Do this |
Can you write out all of the material below, word for word?
━━━ Excerpted data
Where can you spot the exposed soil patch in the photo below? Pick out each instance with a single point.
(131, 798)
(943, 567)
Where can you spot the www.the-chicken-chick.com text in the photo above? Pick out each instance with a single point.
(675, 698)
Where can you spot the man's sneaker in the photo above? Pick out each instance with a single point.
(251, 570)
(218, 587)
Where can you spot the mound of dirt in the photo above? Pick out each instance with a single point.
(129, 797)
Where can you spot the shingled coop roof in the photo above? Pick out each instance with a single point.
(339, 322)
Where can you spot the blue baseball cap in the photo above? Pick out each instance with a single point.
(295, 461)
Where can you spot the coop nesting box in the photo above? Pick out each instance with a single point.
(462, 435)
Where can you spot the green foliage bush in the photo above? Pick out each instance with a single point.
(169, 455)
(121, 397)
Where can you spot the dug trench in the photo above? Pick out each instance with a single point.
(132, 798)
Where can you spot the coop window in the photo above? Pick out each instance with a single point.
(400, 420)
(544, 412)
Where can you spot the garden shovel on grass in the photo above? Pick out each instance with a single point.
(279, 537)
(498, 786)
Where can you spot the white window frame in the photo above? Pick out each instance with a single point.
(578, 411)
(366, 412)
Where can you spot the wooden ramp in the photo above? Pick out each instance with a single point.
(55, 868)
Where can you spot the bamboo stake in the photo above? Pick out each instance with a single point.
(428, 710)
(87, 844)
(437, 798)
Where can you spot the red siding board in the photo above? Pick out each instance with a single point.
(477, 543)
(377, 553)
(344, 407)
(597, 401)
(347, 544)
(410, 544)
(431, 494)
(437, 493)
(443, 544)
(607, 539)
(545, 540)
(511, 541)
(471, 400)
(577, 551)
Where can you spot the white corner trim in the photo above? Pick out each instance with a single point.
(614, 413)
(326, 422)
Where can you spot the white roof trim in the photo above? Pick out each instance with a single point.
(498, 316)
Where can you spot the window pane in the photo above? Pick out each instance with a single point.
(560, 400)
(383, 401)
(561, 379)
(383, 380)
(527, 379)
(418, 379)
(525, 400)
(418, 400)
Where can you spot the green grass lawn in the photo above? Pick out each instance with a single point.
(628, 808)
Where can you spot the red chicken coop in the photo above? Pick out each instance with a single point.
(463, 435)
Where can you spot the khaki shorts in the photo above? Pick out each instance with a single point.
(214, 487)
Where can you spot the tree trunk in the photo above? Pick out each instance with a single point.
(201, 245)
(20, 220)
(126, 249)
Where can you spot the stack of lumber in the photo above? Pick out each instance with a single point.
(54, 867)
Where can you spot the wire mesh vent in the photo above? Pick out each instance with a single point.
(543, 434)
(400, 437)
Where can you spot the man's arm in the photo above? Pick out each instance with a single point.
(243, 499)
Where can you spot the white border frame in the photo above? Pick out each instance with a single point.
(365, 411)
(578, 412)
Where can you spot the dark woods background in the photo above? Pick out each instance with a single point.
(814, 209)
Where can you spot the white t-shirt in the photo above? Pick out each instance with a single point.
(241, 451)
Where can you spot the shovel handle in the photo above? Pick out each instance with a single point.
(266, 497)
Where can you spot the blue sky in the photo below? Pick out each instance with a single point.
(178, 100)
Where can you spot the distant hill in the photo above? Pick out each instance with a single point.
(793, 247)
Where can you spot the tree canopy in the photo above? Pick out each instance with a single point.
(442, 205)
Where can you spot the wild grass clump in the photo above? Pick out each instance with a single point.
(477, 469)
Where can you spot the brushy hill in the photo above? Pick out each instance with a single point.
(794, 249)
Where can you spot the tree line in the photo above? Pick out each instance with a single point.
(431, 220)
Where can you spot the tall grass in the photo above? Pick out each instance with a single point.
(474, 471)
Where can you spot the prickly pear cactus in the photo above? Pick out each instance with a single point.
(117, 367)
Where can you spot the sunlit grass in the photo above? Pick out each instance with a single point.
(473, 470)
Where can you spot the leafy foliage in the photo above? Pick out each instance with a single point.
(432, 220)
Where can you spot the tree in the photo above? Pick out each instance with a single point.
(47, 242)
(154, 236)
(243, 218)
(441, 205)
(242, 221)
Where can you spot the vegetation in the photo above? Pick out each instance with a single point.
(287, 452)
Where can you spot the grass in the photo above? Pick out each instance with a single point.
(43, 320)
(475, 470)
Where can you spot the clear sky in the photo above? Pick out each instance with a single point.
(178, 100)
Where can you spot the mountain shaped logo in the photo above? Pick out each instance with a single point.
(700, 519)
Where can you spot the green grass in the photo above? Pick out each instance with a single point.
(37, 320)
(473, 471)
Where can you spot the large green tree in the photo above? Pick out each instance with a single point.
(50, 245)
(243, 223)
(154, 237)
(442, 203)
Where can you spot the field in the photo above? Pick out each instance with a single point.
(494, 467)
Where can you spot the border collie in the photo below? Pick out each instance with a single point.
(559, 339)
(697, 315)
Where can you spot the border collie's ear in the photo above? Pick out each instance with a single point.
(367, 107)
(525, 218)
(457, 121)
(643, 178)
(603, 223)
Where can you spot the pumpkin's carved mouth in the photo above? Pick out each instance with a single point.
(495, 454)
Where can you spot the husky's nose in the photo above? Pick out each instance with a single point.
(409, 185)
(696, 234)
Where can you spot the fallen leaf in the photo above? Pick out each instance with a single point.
━━━━━━
Task answer |
Where can you spot the exposed soil patch in the photo below? Pick out each instance with a single point.
(131, 798)
(943, 567)
Where can you spot the www.the-chicken-chick.com text in the photo above? Pick out each instance with a single point.
(675, 698)
Where can you spot the man's sneaker in the photo above? Pick out each instance with a single point.
(251, 570)
(218, 587)
Where can you spot the mound of dirt in the photo above? Pick out each instance with a single point.
(129, 797)
Where can you spot the shingled coop roof in the photo above? Pick out each instance with a single point.
(339, 322)
Where can you spot the blue baseball cap in the photo above? Pick out each instance with a single point.
(295, 461)
Where can you spot the coop nesting box in the photo above? Pick out each instance with a single point.
(462, 435)
Where can you spot the green foliage bush in the photo above? Pick out each instance with a single point.
(169, 455)
(121, 397)
Where can you spot the dug trench in the photo above? Pick out each instance with a single point.
(132, 798)
Where can you spot the coop window in the photo above? Pick out each instance with a single point.
(400, 420)
(544, 412)
Where can you spot the garden shovel on grass in the photo above? Pick out each instance with a single point.
(279, 537)
(498, 786)
Where can you spot the white window frame in the photo above? Pick out each instance with a single point.
(578, 411)
(366, 412)
Where can you spot the wooden ramp in the photo above? Pick out each instance with a single point.
(55, 868)
Where can you spot the bamboo stake in the photo above? Pick out each instance with a single point.
(428, 710)
(87, 844)
(437, 798)
Where can you spot the red siding board in the photo above? Pick out each instance with a single point.
(477, 543)
(377, 553)
(344, 407)
(597, 401)
(347, 544)
(410, 544)
(431, 494)
(437, 493)
(443, 544)
(607, 539)
(545, 540)
(511, 541)
(471, 400)
(577, 551)
Where can you spot the white corner trim in the photo above? Pick out each instance with a single point.
(614, 413)
(326, 422)
Where can you spot the white roof trim in the photo above? Pick out each instance with a single point.
(498, 316)
Where can you spot the window pane in the photo above? Pick out each instance with a single point.
(560, 400)
(383, 401)
(561, 379)
(383, 380)
(527, 379)
(418, 379)
(525, 400)
(418, 400)
Where can you spot the green grass lawn in the photo above? Pick out each instance with a single point.
(628, 808)
Where can you spot the red chicken coop in the photo above? Pick out each instance with a single point.
(463, 435)
Where can you spot the khaki shorts in the photo above? Pick out each instance with a single point.
(214, 487)
Where can you spot the tree trunk in the photo above? Pick out each instance with a single point.
(201, 245)
(20, 220)
(126, 249)
Where can you spot the stack of lumber in the photo above? Pick out each instance with a single point.
(54, 867)
Where can you spot the wire mesh vent in the photo above? Pick out each instance with a single point.
(543, 434)
(400, 437)
Where can you spot the man's arm in the photo above? Pick out each instance with a single point.
(243, 499)
Where can you spot the white border frame in the photo above? Pick out each instance with a single point.
(365, 411)
(578, 412)
Where can you spot the dark woods background in the photo above? Pick out each instance with a single point.
(814, 209)
Where can you spot the white t-shirt in the photo above? Pick out each instance with a single point.
(241, 451)
Where can you spot the shovel handle in the photo above? Pick out each instance with a single point.
(266, 497)
Where can you spot the blue sky in the photo below? Pick out each instance with a single point.
(178, 100)
Where can you spot the distant hill in the photo above? Pick out each instance with a single point.
(793, 247)
Where can you spot the tree canopy in the photo above? Pick out each instance with a single point.
(442, 205)
Where can you spot the wild grass clump in the photo above? Pick out each instance with a single point.
(477, 469)
Where can you spot the brushy hill in the photo above? Pick out each instance with a single point.
(794, 249)
Where can you spot the tree line in the photo above? Pick out each instance with a single point.
(431, 220)
Where can you spot the tall grass in the photo above? Pick out each instance with a single point.
(474, 471)
Where can you spot the prickly pear cactus in the photo above? Pick out each instance with a single point.
(117, 367)
Where can you spot the sunlit grass in the photo above? Pick out each instance with a single point.
(473, 470)
Where can you spot the leafy foliage in the photo above? Pick out each instance with a single point.
(432, 220)
Where can you spot the tree in the photo above? Pick out each instance with a single point.
(47, 242)
(154, 236)
(243, 218)
(441, 205)
(242, 221)
Where can you spot the vegetation in the photo above? Pick out each instance with a single point.
(287, 452)
Where can you spot the grass in the photo above? Pick out each instance with a single point.
(43, 320)
(475, 470)
Where can you spot the clear sky in the photo above? Pick out each instance with a single point.
(178, 100)
Where can you spot the mountain shaped logo in the photo above? Pick out each instance with a single point.
(700, 519)
Where can you spot the green grass in the photo above? Pick out each instance with a single point.
(37, 320)
(473, 471)
Where can you spot the large green tree in the photo above? Pick out each instance with a single point.
(50, 245)
(243, 223)
(154, 237)
(442, 203)
Where can you spot the field in the photo above? Pick out each instance with a single point.
(494, 467)
Where can you spot the border collie in the photo below? Pick out each instance with a single point.
(559, 339)
(697, 315)
Where can you spot the border collie's ear in the photo above? Pick out each instance with a single point.
(367, 107)
(525, 218)
(457, 121)
(643, 178)
(603, 223)
Where can you spot the pumpkin's carved mouth in the photo above? Pick out each instance with a single point.
(495, 454)
Where can you spot the husky's nose in the photo above? Pick out each instance with a single point.
(409, 185)
(696, 234)
Where can you spot the fallen leaf in the photo above? Pick out each instance with a single point.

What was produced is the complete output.